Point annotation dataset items
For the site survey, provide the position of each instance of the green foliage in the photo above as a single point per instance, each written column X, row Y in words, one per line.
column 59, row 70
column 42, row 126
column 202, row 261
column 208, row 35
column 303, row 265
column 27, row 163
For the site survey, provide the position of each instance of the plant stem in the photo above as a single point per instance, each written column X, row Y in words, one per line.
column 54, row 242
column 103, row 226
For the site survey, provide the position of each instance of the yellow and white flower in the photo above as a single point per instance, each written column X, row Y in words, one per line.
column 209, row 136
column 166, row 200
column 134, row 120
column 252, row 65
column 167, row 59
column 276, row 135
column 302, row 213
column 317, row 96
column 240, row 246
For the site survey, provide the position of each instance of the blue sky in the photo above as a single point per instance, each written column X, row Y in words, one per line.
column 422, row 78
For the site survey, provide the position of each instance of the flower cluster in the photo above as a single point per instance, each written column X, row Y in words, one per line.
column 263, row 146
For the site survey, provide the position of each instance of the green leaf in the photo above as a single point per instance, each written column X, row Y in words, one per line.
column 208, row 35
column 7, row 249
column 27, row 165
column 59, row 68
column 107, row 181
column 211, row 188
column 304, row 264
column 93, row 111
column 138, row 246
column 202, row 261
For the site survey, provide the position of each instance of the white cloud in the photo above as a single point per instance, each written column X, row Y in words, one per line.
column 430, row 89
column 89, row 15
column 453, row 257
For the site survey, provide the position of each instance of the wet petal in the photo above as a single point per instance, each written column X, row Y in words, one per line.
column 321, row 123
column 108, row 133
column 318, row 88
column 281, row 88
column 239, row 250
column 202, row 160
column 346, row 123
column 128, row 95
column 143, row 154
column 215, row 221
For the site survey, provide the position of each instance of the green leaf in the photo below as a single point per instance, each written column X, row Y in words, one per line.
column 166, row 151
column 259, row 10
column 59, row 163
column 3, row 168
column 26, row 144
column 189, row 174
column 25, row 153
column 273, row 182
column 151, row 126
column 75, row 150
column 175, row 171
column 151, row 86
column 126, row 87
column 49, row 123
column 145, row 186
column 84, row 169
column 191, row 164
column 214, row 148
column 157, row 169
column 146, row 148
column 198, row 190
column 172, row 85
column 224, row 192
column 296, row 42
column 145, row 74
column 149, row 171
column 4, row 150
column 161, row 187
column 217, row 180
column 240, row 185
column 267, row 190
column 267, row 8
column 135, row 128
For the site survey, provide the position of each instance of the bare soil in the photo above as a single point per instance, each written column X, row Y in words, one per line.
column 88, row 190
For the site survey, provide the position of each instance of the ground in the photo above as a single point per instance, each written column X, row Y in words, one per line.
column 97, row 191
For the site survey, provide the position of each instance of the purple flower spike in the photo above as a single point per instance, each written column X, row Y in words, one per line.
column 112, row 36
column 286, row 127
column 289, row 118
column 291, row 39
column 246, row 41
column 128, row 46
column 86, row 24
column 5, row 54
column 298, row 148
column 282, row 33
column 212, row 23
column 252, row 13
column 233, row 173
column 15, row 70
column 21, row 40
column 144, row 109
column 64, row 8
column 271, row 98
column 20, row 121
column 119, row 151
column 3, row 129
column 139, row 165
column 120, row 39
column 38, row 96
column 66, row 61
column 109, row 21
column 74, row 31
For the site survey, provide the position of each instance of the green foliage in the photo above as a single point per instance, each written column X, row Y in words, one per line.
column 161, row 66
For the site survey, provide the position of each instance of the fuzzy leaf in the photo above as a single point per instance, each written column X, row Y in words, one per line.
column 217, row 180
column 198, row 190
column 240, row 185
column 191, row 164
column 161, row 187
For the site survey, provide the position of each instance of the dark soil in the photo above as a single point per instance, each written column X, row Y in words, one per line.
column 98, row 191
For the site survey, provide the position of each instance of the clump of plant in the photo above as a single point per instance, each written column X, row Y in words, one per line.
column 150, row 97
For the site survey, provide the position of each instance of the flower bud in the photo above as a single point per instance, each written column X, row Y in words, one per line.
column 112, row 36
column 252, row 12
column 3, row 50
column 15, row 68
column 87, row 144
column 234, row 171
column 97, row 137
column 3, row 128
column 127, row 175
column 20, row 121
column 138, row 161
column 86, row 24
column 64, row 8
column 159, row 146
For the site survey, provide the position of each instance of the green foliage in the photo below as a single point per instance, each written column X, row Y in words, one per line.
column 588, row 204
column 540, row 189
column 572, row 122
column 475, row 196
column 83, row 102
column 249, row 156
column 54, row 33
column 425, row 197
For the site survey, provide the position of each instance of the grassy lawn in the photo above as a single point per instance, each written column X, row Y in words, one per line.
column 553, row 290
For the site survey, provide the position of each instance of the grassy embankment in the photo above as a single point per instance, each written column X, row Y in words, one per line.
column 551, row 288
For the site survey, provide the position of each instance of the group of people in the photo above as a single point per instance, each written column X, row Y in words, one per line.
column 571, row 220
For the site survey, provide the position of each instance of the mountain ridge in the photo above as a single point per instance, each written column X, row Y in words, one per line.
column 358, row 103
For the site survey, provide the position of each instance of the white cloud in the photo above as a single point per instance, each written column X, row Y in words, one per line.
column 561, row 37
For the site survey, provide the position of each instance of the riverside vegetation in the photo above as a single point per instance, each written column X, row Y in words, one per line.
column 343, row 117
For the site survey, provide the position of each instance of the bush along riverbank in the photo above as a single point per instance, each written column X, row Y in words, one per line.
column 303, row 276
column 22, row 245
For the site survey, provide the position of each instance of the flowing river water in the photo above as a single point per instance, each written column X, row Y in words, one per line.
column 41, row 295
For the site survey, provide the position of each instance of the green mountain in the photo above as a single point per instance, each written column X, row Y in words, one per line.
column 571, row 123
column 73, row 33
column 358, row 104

> [SET PROBLEM] Copy every item above word for word, keeping the original order.

> [TASK SOLUTION]
For the site survey, provide the position of each instance of the green foliage in the photo above as a single point per instance, each written column X, row Y in words, one per line.
column 59, row 70
column 42, row 126
column 202, row 261
column 208, row 35
column 303, row 265
column 27, row 163
For the site survey, provide the position of each instance of the plant stem in the photo above as a single point per instance, each written column X, row Y in words, one per line.
column 54, row 242
column 103, row 226
For the site survey, provide the position of each instance of the yellow and white flower in the photo above as a single point per instance, each written column X, row Y in words, one per line.
column 209, row 136
column 166, row 200
column 134, row 120
column 252, row 65
column 167, row 59
column 276, row 135
column 302, row 213
column 317, row 96
column 240, row 246
For the site survey, provide the position of each instance of the blue sky in the photo above as a single point per instance, each written column X, row Y in words, one per line.
column 422, row 78
For the site survey, provide the position of each instance of the flower cluster in the photo above as a single point per instance, each written column X, row Y in words, one per line.
column 263, row 146
For the site survey, provide the position of each instance of the green leaf in the photo above as a single point per instance, each written column X, row Y in words, one per line.
column 208, row 35
column 7, row 249
column 27, row 165
column 59, row 68
column 107, row 181
column 211, row 188
column 304, row 264
column 93, row 111
column 138, row 246
column 202, row 261
For the site survey, provide the position of each instance of the white cloud in the photo above as a single point per instance, each written column X, row Y in words, one per line.
column 430, row 89
column 89, row 15
column 453, row 257
For the site survey, provide the position of each instance of the wet petal in the photo above as a single point per instance, each written column X, row Y in words, one per line.
column 321, row 123
column 108, row 133
column 318, row 88
column 281, row 88
column 239, row 250
column 202, row 160
column 346, row 123
column 128, row 95
column 143, row 154
column 215, row 221
For the site survey, provide the position of each instance of the green leaf in the photo below as a single point per instance, each written column X, row Y in words, one per line.
column 166, row 151
column 259, row 10
column 59, row 163
column 3, row 168
column 26, row 144
column 189, row 174
column 25, row 153
column 273, row 182
column 151, row 126
column 75, row 150
column 175, row 171
column 151, row 86
column 126, row 87
column 49, row 123
column 145, row 186
column 84, row 169
column 191, row 164
column 214, row 148
column 157, row 169
column 146, row 148
column 198, row 190
column 172, row 85
column 224, row 192
column 296, row 42
column 145, row 74
column 149, row 171
column 4, row 150
column 161, row 187
column 217, row 180
column 240, row 185
column 267, row 190
column 267, row 8
column 135, row 128
For the site survey, provide the position of each instance of the bare soil in the photo above as a single point per instance, each written column X, row Y in words, one per line.
column 88, row 190
For the site survey, provide the position of each instance of the ground in the photo above as a single point per instance, each written column X, row Y in words, one per line.
column 97, row 191
For the site survey, provide the position of each instance of the purple flower spike in the photo above as a single point per instance, each written column X, row Y in words, one per line.
column 112, row 36
column 286, row 127
column 289, row 118
column 291, row 39
column 246, row 41
column 128, row 46
column 86, row 24
column 5, row 54
column 298, row 148
column 282, row 33
column 212, row 23
column 252, row 13
column 233, row 173
column 15, row 70
column 21, row 40
column 144, row 109
column 64, row 8
column 271, row 98
column 20, row 121
column 119, row 151
column 3, row 129
column 139, row 165
column 120, row 39
column 38, row 96
column 66, row 61
column 109, row 21
column 74, row 31
For the site survey, provide the position of each instance of the green foliage in the photo above as a single point per instance, each written column X, row Y in words, one per line.
column 161, row 66
For the site survey, provide the position of each instance of the fuzzy leaf in the photo above as a single point per instance, each written column X, row Y in words, one per line.
column 217, row 180
column 198, row 190
column 240, row 185
column 191, row 164
column 161, row 187
For the site survey, provide the position of each instance of the dark soil in the photo above as a single point per instance, each written column X, row Y in words, one per line.
column 98, row 191
For the site survey, provide the position of each instance of the clump of plant in the photo above as a single point per instance, each written column X, row Y in words, one per line.
column 150, row 97
For the site survey, provide the position of each instance of the flower bud in the photo above as a single point per instance, each written column X, row Y in words, one per line.
column 112, row 36
column 252, row 12
column 3, row 50
column 15, row 68
column 87, row 144
column 234, row 171
column 97, row 137
column 3, row 128
column 127, row 175
column 20, row 121
column 138, row 161
column 86, row 24
column 64, row 8
column 159, row 146
For the site survey, provide the position of each instance of the green foliage in the photo below as a single point per instance, each written column X, row Y in words, one per line.
column 588, row 204
column 540, row 189
column 572, row 122
column 475, row 196
column 83, row 102
column 249, row 156
column 54, row 33
column 425, row 197
For the site survey, provide the position of each instance of the grassy lawn in the photo above as a single point per instance, each written column X, row Y in words, one per line.
column 553, row 290
For the site survey, provide the position of each instance of the grassy embankment in the photo above as a single point per instance, each written column X, row Y in words, one per line.
column 551, row 288
For the site survey, provide the position of each instance of the group of people in the photo above as a single point per instance, each written column X, row Y in words, one per line.
column 571, row 220
For the site survey, provide the position of each instance of the mountain ridge in the photo above as a single point per instance, each written column X, row Y in words, one per line.
column 358, row 103
For the site survey, provide the position of each instance of the white cloud in the photo above as a single point per instance, each written column X, row Y in words, one per line.
column 561, row 37
For the site survey, provide the position of each instance of the riverside vegetation in the photo above as a single point per instance, each written column X, row Y in words, one per line.
column 343, row 117
For the site survey, provide the position of each instance of the bush along riverbank in the photo above as a single point per instance, each written column X, row Y in words, one per line.
column 303, row 276
column 22, row 245
For the site survey, provide the position of each instance of the flowing river water in the photo above as a single point per instance, each written column X, row Y in words, one per line.
column 41, row 295
For the site survey, provide the position of each instance of the green mountain in the photo above as a single point per instance, each written column X, row Y in words, one per line.
column 571, row 123
column 73, row 33
column 358, row 104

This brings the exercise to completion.